- **THE TASK**: Your answer must consist of exactly the lines below, starting with the line with "Where can you spot the low" and going on through the line with "Where can you spot the rough", and nothing else.

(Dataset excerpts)

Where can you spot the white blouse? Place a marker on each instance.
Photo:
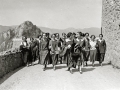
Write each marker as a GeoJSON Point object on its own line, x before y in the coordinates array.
{"type": "Point", "coordinates": [93, 45]}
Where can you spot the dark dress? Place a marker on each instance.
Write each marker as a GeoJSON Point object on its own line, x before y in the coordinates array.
{"type": "Point", "coordinates": [68, 51]}
{"type": "Point", "coordinates": [76, 53]}
{"type": "Point", "coordinates": [54, 51]}
{"type": "Point", "coordinates": [101, 50]}
{"type": "Point", "coordinates": [33, 50]}
{"type": "Point", "coordinates": [25, 52]}
{"type": "Point", "coordinates": [86, 50]}
{"type": "Point", "coordinates": [44, 52]}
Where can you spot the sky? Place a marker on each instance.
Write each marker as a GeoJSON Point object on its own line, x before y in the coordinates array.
{"type": "Point", "coordinates": [59, 14]}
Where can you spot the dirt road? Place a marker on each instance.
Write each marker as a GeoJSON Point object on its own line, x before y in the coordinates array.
{"type": "Point", "coordinates": [34, 78]}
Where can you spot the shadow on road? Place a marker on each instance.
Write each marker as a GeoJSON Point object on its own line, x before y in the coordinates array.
{"type": "Point", "coordinates": [104, 64]}
{"type": "Point", "coordinates": [84, 69]}
{"type": "Point", "coordinates": [57, 67]}
{"type": "Point", "coordinates": [4, 78]}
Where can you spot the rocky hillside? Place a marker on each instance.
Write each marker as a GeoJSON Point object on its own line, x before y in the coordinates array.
{"type": "Point", "coordinates": [92, 30]}
{"type": "Point", "coordinates": [27, 28]}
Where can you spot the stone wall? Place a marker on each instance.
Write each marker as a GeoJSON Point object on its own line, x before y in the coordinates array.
{"type": "Point", "coordinates": [9, 61]}
{"type": "Point", "coordinates": [111, 30]}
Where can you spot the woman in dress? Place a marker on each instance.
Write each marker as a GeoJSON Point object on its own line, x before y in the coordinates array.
{"type": "Point", "coordinates": [86, 48]}
{"type": "Point", "coordinates": [24, 47]}
{"type": "Point", "coordinates": [53, 45]}
{"type": "Point", "coordinates": [76, 53]}
{"type": "Point", "coordinates": [93, 50]}
{"type": "Point", "coordinates": [59, 44]}
{"type": "Point", "coordinates": [68, 45]}
{"type": "Point", "coordinates": [33, 49]}
{"type": "Point", "coordinates": [101, 48]}
{"type": "Point", "coordinates": [44, 51]}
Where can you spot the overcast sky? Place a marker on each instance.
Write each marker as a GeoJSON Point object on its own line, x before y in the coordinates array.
{"type": "Point", "coordinates": [58, 14]}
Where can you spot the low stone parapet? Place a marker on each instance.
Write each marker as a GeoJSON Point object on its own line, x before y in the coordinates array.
{"type": "Point", "coordinates": [9, 61]}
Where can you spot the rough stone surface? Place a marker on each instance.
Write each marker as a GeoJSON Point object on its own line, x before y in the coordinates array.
{"type": "Point", "coordinates": [34, 78]}
{"type": "Point", "coordinates": [9, 61]}
{"type": "Point", "coordinates": [111, 30]}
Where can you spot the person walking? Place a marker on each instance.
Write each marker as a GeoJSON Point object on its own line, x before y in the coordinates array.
{"type": "Point", "coordinates": [86, 49]}
{"type": "Point", "coordinates": [93, 50]}
{"type": "Point", "coordinates": [24, 47]}
{"type": "Point", "coordinates": [76, 54]}
{"type": "Point", "coordinates": [53, 45]}
{"type": "Point", "coordinates": [44, 52]}
{"type": "Point", "coordinates": [101, 48]}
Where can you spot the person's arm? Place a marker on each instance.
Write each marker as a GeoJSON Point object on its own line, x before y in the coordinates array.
{"type": "Point", "coordinates": [105, 45]}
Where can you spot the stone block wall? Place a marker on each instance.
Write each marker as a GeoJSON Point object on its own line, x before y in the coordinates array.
{"type": "Point", "coordinates": [9, 61]}
{"type": "Point", "coordinates": [111, 30]}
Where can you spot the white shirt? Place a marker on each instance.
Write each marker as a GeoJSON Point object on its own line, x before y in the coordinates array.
{"type": "Point", "coordinates": [92, 44]}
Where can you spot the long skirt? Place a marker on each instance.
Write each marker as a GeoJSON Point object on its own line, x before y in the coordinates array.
{"type": "Point", "coordinates": [93, 54]}
{"type": "Point", "coordinates": [54, 59]}
{"type": "Point", "coordinates": [25, 56]}
{"type": "Point", "coordinates": [67, 57]}
{"type": "Point", "coordinates": [101, 57]}
{"type": "Point", "coordinates": [86, 55]}
{"type": "Point", "coordinates": [45, 57]}
{"type": "Point", "coordinates": [75, 60]}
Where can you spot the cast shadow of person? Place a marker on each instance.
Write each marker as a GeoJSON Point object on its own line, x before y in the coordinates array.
{"type": "Point", "coordinates": [84, 70]}
{"type": "Point", "coordinates": [8, 75]}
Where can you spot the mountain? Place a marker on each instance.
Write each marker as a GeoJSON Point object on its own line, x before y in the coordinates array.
{"type": "Point", "coordinates": [27, 28]}
{"type": "Point", "coordinates": [92, 30]}
{"type": "Point", "coordinates": [8, 33]}
{"type": "Point", "coordinates": [6, 28]}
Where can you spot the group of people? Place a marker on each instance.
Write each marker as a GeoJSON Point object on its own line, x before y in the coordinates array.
{"type": "Point", "coordinates": [72, 49]}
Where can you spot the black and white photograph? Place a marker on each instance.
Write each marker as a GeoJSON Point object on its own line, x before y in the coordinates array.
{"type": "Point", "coordinates": [59, 44]}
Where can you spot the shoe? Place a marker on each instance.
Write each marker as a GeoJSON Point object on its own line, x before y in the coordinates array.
{"type": "Point", "coordinates": [86, 64]}
{"type": "Point", "coordinates": [68, 69]}
{"type": "Point", "coordinates": [27, 65]}
{"type": "Point", "coordinates": [43, 69]}
{"type": "Point", "coordinates": [71, 71]}
{"type": "Point", "coordinates": [54, 68]}
{"type": "Point", "coordinates": [80, 72]}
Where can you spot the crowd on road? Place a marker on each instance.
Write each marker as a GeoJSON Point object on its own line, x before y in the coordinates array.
{"type": "Point", "coordinates": [72, 49]}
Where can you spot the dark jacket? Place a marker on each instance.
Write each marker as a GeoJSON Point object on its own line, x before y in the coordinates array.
{"type": "Point", "coordinates": [101, 46]}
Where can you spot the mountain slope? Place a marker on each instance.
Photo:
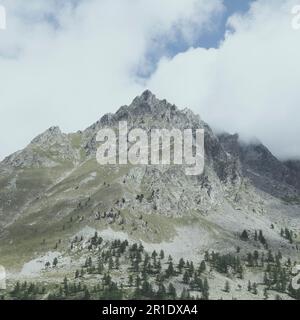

- **SOLUTION TO THIS EXERCISE**:
Where can you spot the low stone parapet? Place a marker on each instance.
Write each marker as a GeoJSON Point object on its own line, x before y in the coordinates array.
{"type": "Point", "coordinates": [9, 61]}
Where can you spot the rough stone surface? Place a marker on each instance.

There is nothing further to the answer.